BEGIN
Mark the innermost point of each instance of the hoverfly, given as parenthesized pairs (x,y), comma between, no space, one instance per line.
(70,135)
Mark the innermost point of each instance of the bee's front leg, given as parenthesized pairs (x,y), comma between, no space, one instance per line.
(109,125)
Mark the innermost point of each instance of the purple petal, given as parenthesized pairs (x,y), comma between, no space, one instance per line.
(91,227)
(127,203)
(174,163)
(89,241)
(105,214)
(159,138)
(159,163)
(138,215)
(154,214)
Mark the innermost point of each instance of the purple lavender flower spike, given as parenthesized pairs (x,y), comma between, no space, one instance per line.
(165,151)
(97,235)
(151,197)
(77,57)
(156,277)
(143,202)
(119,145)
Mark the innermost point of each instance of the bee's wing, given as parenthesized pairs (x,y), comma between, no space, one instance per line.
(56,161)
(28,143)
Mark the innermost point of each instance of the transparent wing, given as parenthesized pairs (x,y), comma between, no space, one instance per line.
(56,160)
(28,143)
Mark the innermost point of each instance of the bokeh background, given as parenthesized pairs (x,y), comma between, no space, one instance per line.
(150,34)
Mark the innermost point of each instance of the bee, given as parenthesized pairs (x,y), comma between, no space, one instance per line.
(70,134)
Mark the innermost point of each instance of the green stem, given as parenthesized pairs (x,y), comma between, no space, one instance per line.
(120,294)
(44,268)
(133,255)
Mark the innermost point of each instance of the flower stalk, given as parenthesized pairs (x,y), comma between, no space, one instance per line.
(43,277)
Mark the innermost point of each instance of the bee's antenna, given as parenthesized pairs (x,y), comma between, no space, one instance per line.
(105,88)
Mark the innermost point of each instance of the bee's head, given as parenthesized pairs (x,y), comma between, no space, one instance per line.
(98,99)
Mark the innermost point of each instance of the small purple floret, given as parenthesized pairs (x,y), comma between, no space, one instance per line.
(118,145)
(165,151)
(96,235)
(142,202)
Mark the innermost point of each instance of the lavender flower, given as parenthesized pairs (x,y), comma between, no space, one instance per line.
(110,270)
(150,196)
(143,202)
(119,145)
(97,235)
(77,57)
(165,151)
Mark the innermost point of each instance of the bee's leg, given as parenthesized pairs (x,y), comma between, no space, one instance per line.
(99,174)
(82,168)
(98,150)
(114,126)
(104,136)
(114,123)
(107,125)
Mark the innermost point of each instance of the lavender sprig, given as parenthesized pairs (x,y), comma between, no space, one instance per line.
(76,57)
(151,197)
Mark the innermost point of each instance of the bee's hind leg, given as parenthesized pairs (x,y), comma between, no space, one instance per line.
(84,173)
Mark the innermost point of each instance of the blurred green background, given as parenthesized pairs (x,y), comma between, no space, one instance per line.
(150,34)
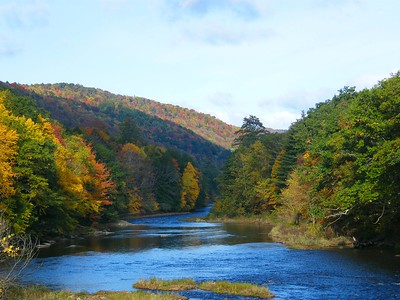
END
● EXERCISE DETAILS
Which lines in the items above contain the word "lavender"? Locate each one and copy it out in full.

● ANSWER BELOW
Mark the innermost point of each instance of the purple lavender flower spike, given as parenthesized pairs (x,y), comma between, no space, one instance per line.
Mark the innermost point of each instance of the lavender flower, given as parenthesized pairs (x,y), comma between, no space, one instance per line.
Mark the innermost point of each instance of the lavender sprig, given as parenthesized pairs (x,y), comma between, no space, one instance per line.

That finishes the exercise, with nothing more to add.